Copy the items below exactly, from the line containing "Query: blue swimsuit" through the line containing "Give the mask of the blue", inclusive.

━━━

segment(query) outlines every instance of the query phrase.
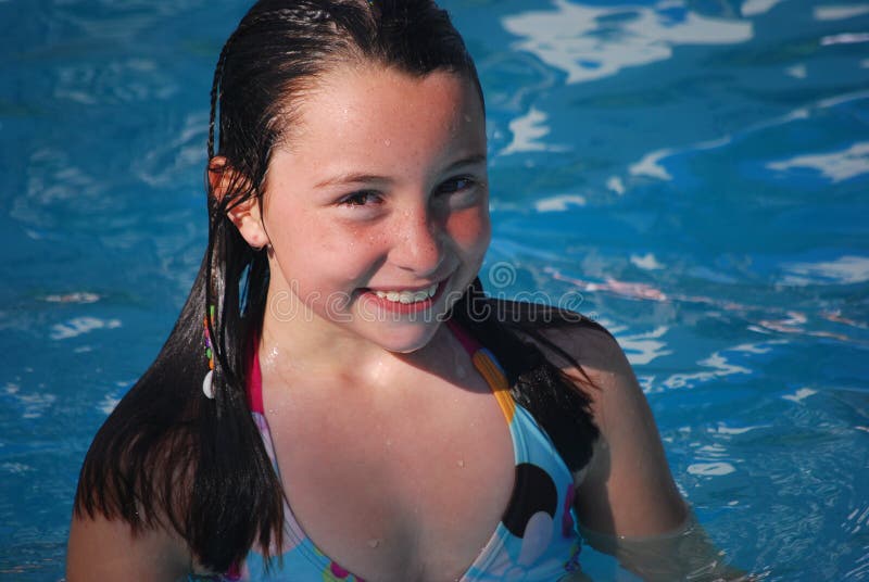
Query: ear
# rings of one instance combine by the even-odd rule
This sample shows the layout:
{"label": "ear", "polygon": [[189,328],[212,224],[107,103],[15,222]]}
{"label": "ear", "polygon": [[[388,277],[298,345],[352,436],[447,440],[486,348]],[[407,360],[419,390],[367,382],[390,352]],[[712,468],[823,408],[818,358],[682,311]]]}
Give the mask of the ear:
{"label": "ear", "polygon": [[[239,186],[244,188],[247,182],[248,178],[232,169],[226,157],[216,155],[209,162],[209,184],[212,195],[217,200],[223,200],[232,190],[239,190]],[[254,249],[262,249],[268,244],[268,235],[263,226],[263,215],[256,197],[251,197],[241,203],[230,202],[229,206],[226,214],[248,244]]]}

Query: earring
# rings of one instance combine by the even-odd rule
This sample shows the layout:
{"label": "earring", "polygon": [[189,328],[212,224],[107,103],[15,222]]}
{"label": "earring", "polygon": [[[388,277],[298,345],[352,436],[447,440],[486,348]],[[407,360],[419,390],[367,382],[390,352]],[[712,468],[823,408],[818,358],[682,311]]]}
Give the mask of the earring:
{"label": "earring", "polygon": [[211,333],[209,333],[209,318],[211,317],[212,326],[214,325],[214,305],[209,307],[209,315],[202,318],[205,327],[205,357],[209,358],[209,372],[202,380],[202,393],[209,400],[214,400],[214,347],[211,343]]}

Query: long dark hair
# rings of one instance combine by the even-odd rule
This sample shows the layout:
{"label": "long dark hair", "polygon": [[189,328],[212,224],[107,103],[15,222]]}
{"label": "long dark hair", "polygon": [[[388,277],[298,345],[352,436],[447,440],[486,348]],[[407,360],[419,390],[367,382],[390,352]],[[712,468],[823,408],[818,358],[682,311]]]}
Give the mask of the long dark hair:
{"label": "long dark hair", "polygon": [[[95,438],[76,493],[79,516],[122,519],[134,531],[172,528],[199,562],[218,572],[243,560],[254,544],[280,547],[282,489],[245,398],[245,359],[263,319],[268,263],[227,212],[263,195],[273,148],[288,138],[305,84],[354,60],[417,76],[450,71],[471,81],[482,99],[462,37],[430,0],[260,0],[251,8],[214,73],[206,172],[231,173],[219,197],[206,180],[205,256],[160,355]],[[213,165],[215,155],[226,163]],[[580,468],[597,434],[587,393],[529,343],[557,351],[536,315],[554,314],[568,325],[576,314],[511,304],[512,320],[502,322],[494,313],[477,313],[487,301],[476,281],[454,317],[507,364],[514,397],[547,430],[568,466]],[[202,390],[206,330],[213,398]]]}

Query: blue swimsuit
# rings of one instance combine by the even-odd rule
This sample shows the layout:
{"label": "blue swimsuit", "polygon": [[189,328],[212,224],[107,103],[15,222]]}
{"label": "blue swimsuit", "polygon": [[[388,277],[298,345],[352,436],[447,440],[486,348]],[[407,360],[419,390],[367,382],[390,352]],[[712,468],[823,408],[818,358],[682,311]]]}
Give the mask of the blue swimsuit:
{"label": "blue swimsuit", "polygon": [[[503,369],[494,355],[450,322],[450,328],[471,356],[486,379],[509,425],[516,459],[513,494],[504,516],[489,542],[470,565],[461,582],[534,581],[553,582],[579,570],[580,536],[574,527],[574,477],[552,441],[531,415],[509,395]],[[272,435],[262,398],[262,376],[256,351],[248,383],[251,414],[260,428],[275,470]],[[280,473],[278,473],[280,475]],[[292,510],[284,505],[284,547],[275,548],[266,572],[263,555],[252,549],[245,561],[223,580],[356,582],[363,581],[324,555],[299,527]]]}

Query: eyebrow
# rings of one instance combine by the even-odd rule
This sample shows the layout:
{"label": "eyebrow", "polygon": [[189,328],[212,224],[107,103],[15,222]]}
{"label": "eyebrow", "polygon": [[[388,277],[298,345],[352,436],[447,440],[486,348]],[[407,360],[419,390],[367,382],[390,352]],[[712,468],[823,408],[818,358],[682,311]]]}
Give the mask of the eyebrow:
{"label": "eyebrow", "polygon": [[[462,160],[456,160],[455,162],[446,166],[443,169],[443,172],[449,173],[463,166],[486,164],[487,160],[488,159],[486,154],[473,154],[467,157],[463,157]],[[389,181],[391,181],[391,179],[386,176],[379,176],[377,174],[365,174],[360,172],[360,173],[340,174],[338,176],[327,178],[320,182],[315,184],[314,188],[326,188],[329,186],[340,186],[344,184],[371,184],[371,182],[387,184]]]}

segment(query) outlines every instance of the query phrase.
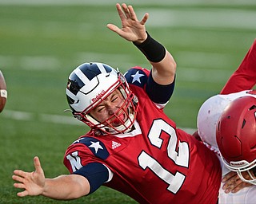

━━━

**Correct result**.
Query: blue swimsuit
# rings of one instance combine by the even-odd rule
This sample shows the layout:
{"label": "blue swimsuit", "polygon": [[189,328],[212,224],[107,103],[15,222]]}
{"label": "blue swimsuit", "polygon": [[[388,277],[298,345],[352,436],[447,440],[486,348]],[[407,360],[419,390],[367,382],[390,352]],[[712,468],[823,408],[818,358],[682,311]]]}
Give the mask of the blue swimsuit:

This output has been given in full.